NYS Writers Institute, Wednesday, November 12, 1997
4:00 p.m. Seminar | Recital Hall, Performing Arts Center
8:00 p.m. Reading | Page Hall, 135 Western Ave., Downtown Campus



Don DeLillo gained recognition and established himself as a brilliant writer with his debut novel Americana (1971) followed by End Zone (1972), a book ostensibly about football but in reality concerned with the growing corruption of language and life in America. Often tackling major milieus and events of American culture and portraying the chaos of society, DeLillo continued with the well-received novels Great Jones Street (19973) about the world of rock stars and the drug culture, Ratner's Star (1976), a science fiction novel, and Players (1977), where he takes on the subject of terrorism. In the 1977 review in Washington Post Book World on Players, reviewer William Kennedy called DeLillo "a spectacular talent, supremely witty and a natural story-teller."

Book1DeLillo's most recent works include Libra (1988), a novel which raises questions about the assassination of John F. Kennedy, Mao II (1991) which explores the relationship between terrorists and writers, and White Noise (1994)

» **Entries shown**:
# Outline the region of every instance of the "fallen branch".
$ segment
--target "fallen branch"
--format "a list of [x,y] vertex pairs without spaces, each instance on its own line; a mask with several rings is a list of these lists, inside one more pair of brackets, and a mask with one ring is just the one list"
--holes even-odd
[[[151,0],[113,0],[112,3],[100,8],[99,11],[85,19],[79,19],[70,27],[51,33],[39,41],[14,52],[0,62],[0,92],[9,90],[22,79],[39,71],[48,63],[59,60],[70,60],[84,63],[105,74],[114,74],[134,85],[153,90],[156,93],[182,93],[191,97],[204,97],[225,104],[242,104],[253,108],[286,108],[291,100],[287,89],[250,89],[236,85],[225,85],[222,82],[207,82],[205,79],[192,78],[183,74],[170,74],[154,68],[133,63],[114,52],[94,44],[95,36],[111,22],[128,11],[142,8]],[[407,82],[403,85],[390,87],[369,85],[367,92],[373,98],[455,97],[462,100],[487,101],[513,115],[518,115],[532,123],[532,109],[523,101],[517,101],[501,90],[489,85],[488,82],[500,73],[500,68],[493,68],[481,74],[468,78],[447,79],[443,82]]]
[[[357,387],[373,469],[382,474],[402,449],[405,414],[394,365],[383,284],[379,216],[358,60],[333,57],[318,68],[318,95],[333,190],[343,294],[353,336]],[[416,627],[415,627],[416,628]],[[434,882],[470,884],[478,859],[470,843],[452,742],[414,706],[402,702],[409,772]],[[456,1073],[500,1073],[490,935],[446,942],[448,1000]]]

» **Directions**: In the Don DeLillo event notice, rewrite everything from "Book1DeLillo's most recent" down to "White Noise (1994)", putting "politicians" wherever "terrorists" appears.

» **Task solution**:
Book1DeLillo's most recent works include Libra (1988), a novel which raises questions about the assassination of John F. Kennedy, Mao II (1991) which explores the relationship between politicians and writers, and White Noise (1994)